### REQUIREMENT
Rewrite all of the material below, changing every "one point per instance" to "one point for each instance" and keeping everything else the same. Leave the pictures out of your answer.

Photo point labeling data:
————————

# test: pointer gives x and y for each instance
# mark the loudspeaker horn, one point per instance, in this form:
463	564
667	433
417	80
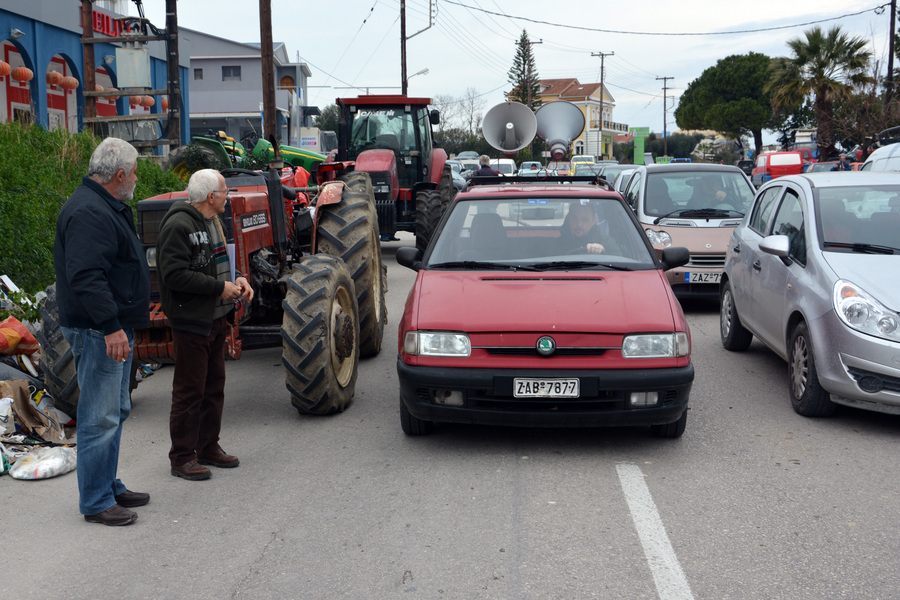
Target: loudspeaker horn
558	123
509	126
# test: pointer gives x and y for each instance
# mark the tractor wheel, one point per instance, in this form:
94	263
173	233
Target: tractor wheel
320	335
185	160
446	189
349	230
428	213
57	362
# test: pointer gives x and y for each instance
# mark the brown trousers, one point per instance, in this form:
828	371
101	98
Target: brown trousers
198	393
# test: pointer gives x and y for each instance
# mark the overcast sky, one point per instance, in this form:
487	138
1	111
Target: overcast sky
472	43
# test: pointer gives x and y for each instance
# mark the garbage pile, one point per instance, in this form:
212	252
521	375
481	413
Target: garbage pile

————————

### RESPONSE TO THE EXERCISE
# test: pointer gives x and y for each instance
# mark the loudspeaker horn, one point for each instance, in this form:
463	564
667	433
417	80
Target: loudspeaker horn
558	123
509	126
# test: pointer gives x and y for each instance
# mark the tractor wheel, one point for each instance, in this form:
94	263
173	233
Target: tractor wheel
320	335
185	160
446	189
349	230
428	213
57	362
# test: pointer gives x and y for each instance
# mark the brown trousers, one point for each instance, in this form:
828	371
101	98
Target: brown trousers
198	393
# test: pointer gives x and y for each instance
# mark the overcast sky, one point for each instance, in this form:
487	138
1	111
Target: overcast sky
472	43
# test: pointer gives x and y for each instance
# mark the garbage pile, one point for each instance, in this form:
212	252
521	375
481	413
Target: garbage pile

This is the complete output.